> [Task brief] Leaving out only the pictures, write out all the entries exactly.

Top of Data under study

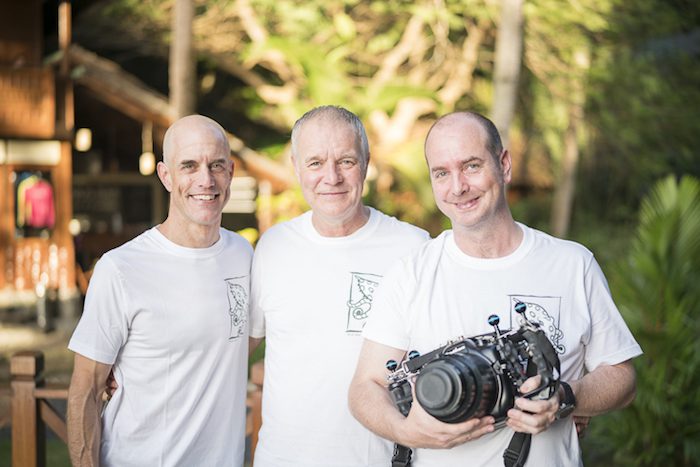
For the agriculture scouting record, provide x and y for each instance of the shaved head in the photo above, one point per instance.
(180, 131)
(493, 139)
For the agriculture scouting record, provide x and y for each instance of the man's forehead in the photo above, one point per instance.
(197, 150)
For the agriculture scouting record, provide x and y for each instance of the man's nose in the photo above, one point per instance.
(333, 174)
(459, 184)
(205, 177)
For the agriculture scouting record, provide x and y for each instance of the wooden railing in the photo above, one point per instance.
(32, 413)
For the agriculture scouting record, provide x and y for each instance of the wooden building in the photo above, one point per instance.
(64, 202)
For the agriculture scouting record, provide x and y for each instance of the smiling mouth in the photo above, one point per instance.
(466, 204)
(204, 197)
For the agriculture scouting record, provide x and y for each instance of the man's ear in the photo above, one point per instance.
(506, 163)
(164, 175)
(294, 164)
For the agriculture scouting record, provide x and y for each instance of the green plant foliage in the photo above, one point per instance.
(657, 291)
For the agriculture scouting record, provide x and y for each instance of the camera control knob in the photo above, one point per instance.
(493, 321)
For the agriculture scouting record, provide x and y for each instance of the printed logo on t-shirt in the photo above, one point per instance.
(362, 287)
(546, 312)
(237, 305)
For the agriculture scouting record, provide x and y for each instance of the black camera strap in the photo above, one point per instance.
(402, 456)
(515, 454)
(517, 451)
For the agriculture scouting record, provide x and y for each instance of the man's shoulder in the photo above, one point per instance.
(139, 244)
(235, 240)
(556, 245)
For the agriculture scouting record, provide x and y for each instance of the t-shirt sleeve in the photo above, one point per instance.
(257, 313)
(387, 323)
(610, 341)
(103, 328)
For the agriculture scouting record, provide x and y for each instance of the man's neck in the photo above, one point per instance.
(340, 228)
(189, 235)
(490, 241)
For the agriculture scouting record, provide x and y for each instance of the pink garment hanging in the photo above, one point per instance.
(39, 205)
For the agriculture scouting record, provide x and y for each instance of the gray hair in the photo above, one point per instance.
(339, 114)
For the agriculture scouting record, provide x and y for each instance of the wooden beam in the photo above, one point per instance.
(53, 420)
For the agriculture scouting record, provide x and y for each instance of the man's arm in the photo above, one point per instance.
(607, 388)
(371, 403)
(84, 406)
(253, 343)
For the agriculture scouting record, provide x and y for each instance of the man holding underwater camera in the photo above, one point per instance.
(486, 264)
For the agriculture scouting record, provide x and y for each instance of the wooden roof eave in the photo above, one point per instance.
(126, 93)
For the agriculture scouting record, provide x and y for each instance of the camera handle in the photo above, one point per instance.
(515, 454)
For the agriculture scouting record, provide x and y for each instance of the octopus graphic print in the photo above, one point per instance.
(362, 288)
(237, 306)
(544, 311)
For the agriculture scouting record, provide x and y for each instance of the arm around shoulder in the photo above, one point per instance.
(84, 407)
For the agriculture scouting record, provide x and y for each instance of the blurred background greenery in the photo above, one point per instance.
(599, 101)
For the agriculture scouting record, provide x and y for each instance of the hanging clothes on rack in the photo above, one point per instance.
(35, 202)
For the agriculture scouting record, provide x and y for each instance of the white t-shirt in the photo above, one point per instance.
(440, 293)
(173, 322)
(311, 296)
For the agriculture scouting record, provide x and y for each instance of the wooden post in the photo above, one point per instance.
(255, 397)
(28, 431)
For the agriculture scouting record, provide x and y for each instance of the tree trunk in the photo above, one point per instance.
(509, 47)
(182, 72)
(564, 192)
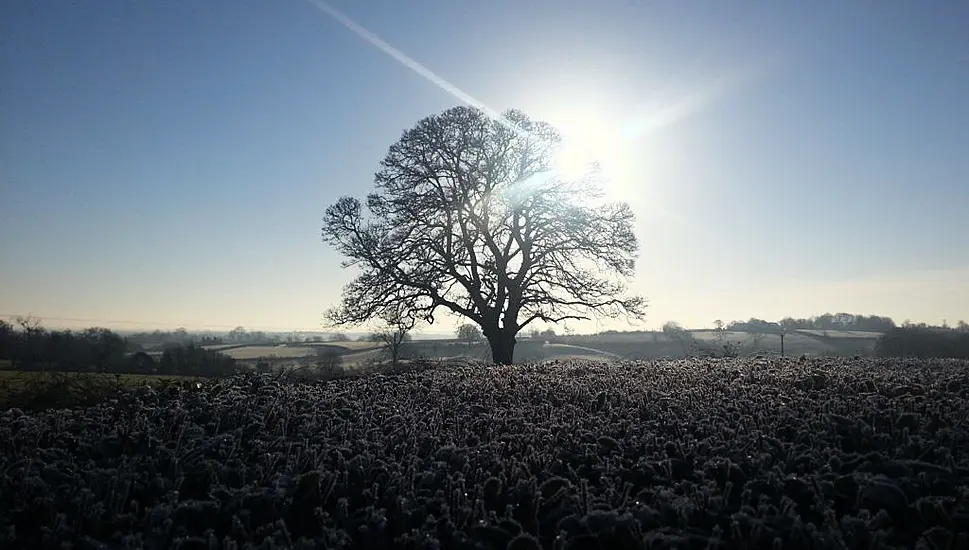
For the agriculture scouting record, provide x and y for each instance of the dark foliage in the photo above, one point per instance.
(790, 454)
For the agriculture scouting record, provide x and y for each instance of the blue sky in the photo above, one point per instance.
(168, 163)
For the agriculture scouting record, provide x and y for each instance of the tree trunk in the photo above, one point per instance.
(502, 347)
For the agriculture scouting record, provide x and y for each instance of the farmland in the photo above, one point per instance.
(705, 453)
(601, 347)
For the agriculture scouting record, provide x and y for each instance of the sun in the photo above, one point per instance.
(588, 143)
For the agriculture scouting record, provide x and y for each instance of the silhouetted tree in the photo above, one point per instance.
(469, 334)
(676, 333)
(465, 218)
(394, 334)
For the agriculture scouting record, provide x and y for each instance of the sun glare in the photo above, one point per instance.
(586, 143)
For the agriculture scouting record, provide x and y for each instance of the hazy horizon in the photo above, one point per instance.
(170, 162)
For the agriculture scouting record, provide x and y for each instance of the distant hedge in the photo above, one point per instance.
(923, 342)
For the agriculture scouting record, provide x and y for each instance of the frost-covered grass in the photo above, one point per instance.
(707, 453)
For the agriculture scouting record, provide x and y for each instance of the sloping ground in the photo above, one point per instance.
(841, 333)
(563, 350)
(688, 454)
(280, 351)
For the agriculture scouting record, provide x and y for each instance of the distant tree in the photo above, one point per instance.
(7, 340)
(469, 334)
(238, 334)
(676, 333)
(393, 335)
(328, 358)
(466, 218)
(142, 363)
(106, 348)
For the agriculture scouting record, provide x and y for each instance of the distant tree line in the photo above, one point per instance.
(840, 321)
(30, 347)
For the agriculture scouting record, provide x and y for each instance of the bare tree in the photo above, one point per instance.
(465, 218)
(674, 332)
(469, 334)
(394, 333)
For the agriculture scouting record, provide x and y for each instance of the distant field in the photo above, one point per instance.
(569, 351)
(220, 347)
(282, 352)
(13, 379)
(841, 333)
(350, 345)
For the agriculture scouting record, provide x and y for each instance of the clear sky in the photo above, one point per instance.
(169, 162)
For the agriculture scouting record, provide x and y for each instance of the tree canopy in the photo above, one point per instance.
(468, 216)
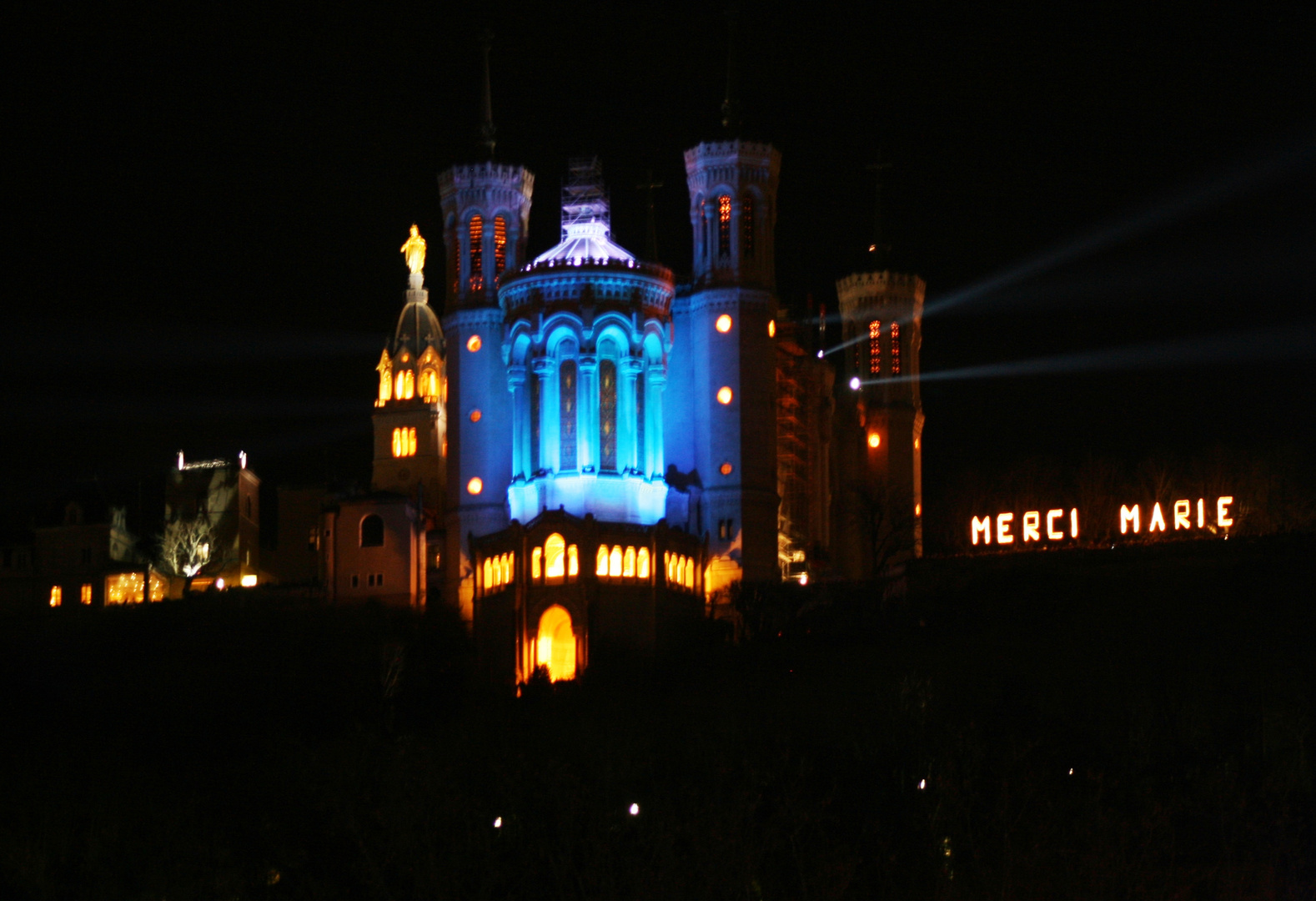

Bottom of Data under study

> [The completed task]
For the agriculture scouting record, provide x and y for each instance of the shaved head in the photo above, one point per instance.
(180, 131)
(493, 139)
For the agriculture scouting record, provide x and y for each instance of the man's forehead in the photo above, one point per instance.
(197, 150)
For the agriculture scouting record, provide x and y for each instance of the man's nose in the photo above, one point per instance.
(333, 174)
(459, 184)
(205, 177)
For the agriculture scouting record, provide x and y for each instance of the wooden railing in the photo above, one point per instance.
(32, 413)
For the agriculture scouting record, provide x and y for each instance of the wooden building in the photo above, one point per instance.
(64, 202)
For the agriculture scouting record, provide x and y for each instance of the smiling mouth in the photo above, one point per instance.
(466, 204)
(204, 197)
For the agriculture scouting record, provide x and y for each instance of the man's ear in the photo above, one point per instance.
(506, 163)
(164, 175)
(294, 164)
For the agriculture scouting record, provide x and y for each instance of the green plant foliage in the photo above, one point per instance.
(657, 291)
For the agriculture scouting record, provide x and y for each instance of the camera control knob in the photo above, one point per instance.
(493, 321)
For the agriculture scouting record, provide x and y for each instance of the printed logo on t-shirt in the photo above, one point per instance.
(362, 287)
(546, 312)
(237, 305)
For the agriculture scouting record, provide x and y for each instance of the black camera strap in the photo above, one point per instance.
(402, 456)
(515, 454)
(517, 451)
For the agriculture scouting record, provide x and y for each instance of the man's shoulder in the photo above, one point per instance.
(139, 244)
(235, 240)
(556, 245)
For the agriculture scouting record, provide x and y for each instance of the t-shirt sleeve in the photo above, one point per instance.
(257, 313)
(387, 323)
(610, 341)
(103, 328)
For the agriculture scouting record, provide x and y for each instance of the man's neck in the photo above, one point per instance.
(340, 228)
(189, 235)
(490, 241)
For the agriculture scouting record, provide x and y for each instance of the pink garment hanging in the photo above, one point per instance.
(39, 205)
For the agriculture scouting record, provide x and y for each instance of the gray hair in the photo above, one point per instance.
(339, 114)
For the agriculture scouting record, provide x and y for each instance of the wooden beam in the photo above, one point per instance.
(53, 420)
For the agriculture scouting record, provide x and y for each instance of the man's arm in the photo above, one point per instance.
(607, 388)
(371, 403)
(84, 406)
(253, 343)
For the agriculture scouting record, provide x and y for each instance of the man holding underwater camera in the photo above, one point per instance.
(486, 264)
For the agriculture scouting record, provide x and y for each instance of the wooden roof eave in the photo above, one point per instance.
(126, 93)
For the agriculture scouting record, provide x and y for each instance of the camera handle in the photo above, one point per instance.
(515, 454)
For the agriculture scouting record, provide x and y for each instance of the octopus graphic print in the photo above, one point per instance.
(362, 288)
(237, 306)
(544, 311)
For the agriculture scouting record, provide x and y for each instance of the arm around shoulder in the photo above, one point per instance.
(84, 407)
For the agriculture scouting record, provide x and y for each instance of the blurred background greenery in the photo above, one point per instance.
(599, 101)
For the agriculture scouting record, provide x and y for each instance of the hanging clothes on rack in the photo above, one point per instance.
(35, 202)
For the agriculture scouting record, provide x and y for each instance of the white t-shirt in the photo above, one point per instance.
(440, 293)
(173, 322)
(311, 296)
For the agriculture scouting record, provide x and y for each instance of the wooden post in the photo above, one point per instance.
(255, 397)
(28, 431)
For the agriculture scouting record, provide x and y for each instance of the tree trunk in the photo above, one point per instance.
(509, 47)
(182, 72)
(564, 192)
For the agriculture scouting record, provide x and y for each instance of the dark foliage in the photo above, one point per instance.
(790, 454)
For the agriculture scouting record, provide x and y for each instance of the blue sky in the photo above, one point per instance.
(168, 163)
For the agriculture scouting record, provide x and y for each instance of the tree trunk in the photo above, one point per instance.
(502, 347)
For the agriculture scouting record, provide x and y for each instance of the farmland in the photo above, one point per instance.
(705, 453)
(601, 347)
For the agriculture scouting record, provide x and y for each instance of the sun in the photo above, one point per instance.
(588, 143)
For the agriculture scouting record, provide x and y for each instance of the silhouetted tree in the photo above, one point per instance.
(469, 334)
(676, 333)
(465, 218)
(394, 334)
For the agriculture scouting record, provide x and y for each instance of the sun glare in the photo above, one point per instance.
(586, 143)
For the agriculture scouting record, provide x and y for each instance of the hazy horizon in the photo above, one point per instance.
(170, 162)
For the agriculture scouting record, provide x and y for each instance of the distant hedge in the photo above, one point per instance.
(923, 342)
For the agriculture scouting record, provide x and y for each instance of the frost-covered grass in the photo above, one point per instance.
(707, 453)
For the agriculture scouting record, provide x and y for each instance of the sloping ground in the photo above, one point per instance.
(841, 333)
(563, 350)
(688, 454)
(280, 351)
For the agriculture scouting record, provide x and y for each instance of the distant tree in the photo above, one point per instance.
(7, 340)
(469, 334)
(238, 334)
(676, 333)
(393, 335)
(328, 358)
(466, 218)
(142, 363)
(106, 348)
For the agriculture scouting record, provide x and y for each instance of the distant tree line in the photo above, one point per instance.
(840, 321)
(30, 347)
For the agriculture scouting record, provide x and y for each instance of the bare tree in the photo above, one point per instance.
(465, 218)
(674, 332)
(469, 334)
(394, 333)
For the agriculture scouting record, provide x and y for each instance of the distant field in the photo above, one point per instance.
(569, 351)
(220, 347)
(282, 352)
(13, 379)
(841, 333)
(350, 345)
For the agriculture scouting record, provide x and y for each instance of the clear sky in the photo above, one point per instance.
(169, 162)
For the agriculture scouting record, provide x and y for each instance of the tree canopy in the photo above, one point per instance.
(468, 216)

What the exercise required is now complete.